_提示文_
"""

Activities in the Cultural and Regional Studies Course “Rural Economics” Laboratory MAHARJAN Keshav Lall, Professor 主な研究 農村経済論と南アジア研究

「課題の発見や解決には “一緒に”という姿勢が大切。 小さな規模でできることは 何かを考え、行動する」 文化動態コース 「農村経済学」研究室 MAHARJAN Keshav Lall 教授

    CONTENTS

  • 農村の生活の様子を理解する ~生産活動と消費活動を見る
  • 農村の生活改善と農村開発とは
  • 農村の持続的開発・持続的開発を考える築

研究の概要と対象地域

マハラジャン先生の専門は、発展途上国の農村を対象として、農村の開発や農業経済、農村の生活改善等について研究を進める「農村経済学」という分野である。先生の一連の研究は、学習―現地調査―実証―体系化―理論化・概念化―実証―他の国に適用、といった手法で行われ、これまでも、日本国内からバングラデシュ、ネパール、インド、インドネシアなどへと対象地域は次々に拡大。現地では、近代的な技術の応用・成果を転化していくという試みを実践したり、人々の生活改善における影響を分析したりしてさまざまな農村の暮らしの変化、実際の生活ぶりを実証分析などから確認してきている。

専門領域: 農村経済学 Rural Economics

農村の生活の様子を理解する~生産活動と消費活動を見る

農村経済学をベースとする先生の研究ではまず、農村の生活がどのように成り立っているのかを見ていく。

その1つが「生産活動」だ。第一は「食糧生産」である。その地域や国の主食を基本に副食までを見ていく。主食は米や麦、トウモロコシ、大麦、ヒエ、ジャガイモなど。副食は野菜類や果物、家畜産物、あるいは鹿や野鳥を獲ったり、草や牛糞で育つ鯉を養殖する場合もある。このように、農村の中の資源を利用した生産活動は大半が食糧と結びついている。多くの場合自産自消である。

しかしその後、時代の要請によってパラダイムが変化し、食糧だけでなく都市と同じような生活ニーズから、農村では調達できないものを得るために現金収入が必要になってくる。

そうして次に生産するのが「換金作物」である。小農の自給自足的な生活から少しずつ「販売して現金化する」ようになってくるのだ。

"""

_データ抜粋_
"""

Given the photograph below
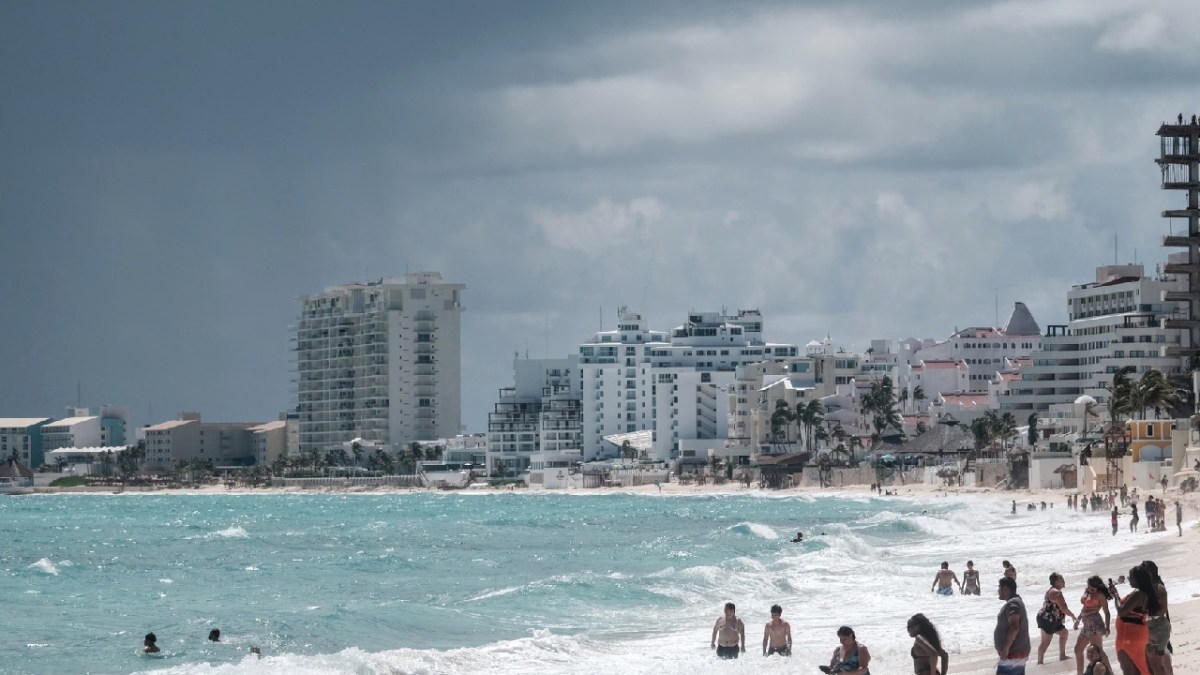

"""

_指示_
[1] 次の(a)〜(c)が農村経済学の文章の内容と合っているかを判断し、それぞれ「はい」か「いいえ」で答えよ。あわせて、決め手となる本文の語句をそのまま引用すること。
(a) 副食には家畜産物が含まれる。
(b) 農村の資源を利用した生産活動は、大半が換金作物と結びついている。
(c) マハラジャン先生の研究対象地域にはネパールが含まれる。
[2] 農村経済学の文章を、最後の文の後から書き進めてください。

_解答_
[1]
(a) はい。「副食は野菜類や果物、家畜産物、あるいは鹿や野鳥を獲ったり」
(b) いいえ。「農村の中の資源を利用した生産活動は大半が食糧と結びついている。」
(c) はい。「バングラデシュ、ネパール、インド、インドネシアなどへと対象地域は次々に拡大」

[2]
ただし、小農ではたくさんはつくれないため、グループ化して共同出荷するようになる。すると、仲買人が買ってくれるようにもなり、現金が農村内でも流通するようになり、農村では従来よりも高い水準で生活ができるようになってくる。このようにして、次第にカネ社会が浸透していき、さらに進むと、「出稼ぎ」に出ることにもなるという。「標高3,000mの山村ナムチェバザール(ネパール)でも現金が当たり前の状況になっていることが象徴されるようにどんな僻村であっても途上国の農村は貨幣化されている」と先生は言う。

その次に見るのが「消費活動」だ。生産が消費と結びついていれば、ある程度安定した生活がおくれていると見ていい。しかし、ここでさらに見るべきは、「家庭の中で誰が消費しているか」ということだ。アジアの多くの農村ではまず、一家の大黒柱であるとされる男が食べ、その後に子ども、年配のひと、最後に主婦という順になっている。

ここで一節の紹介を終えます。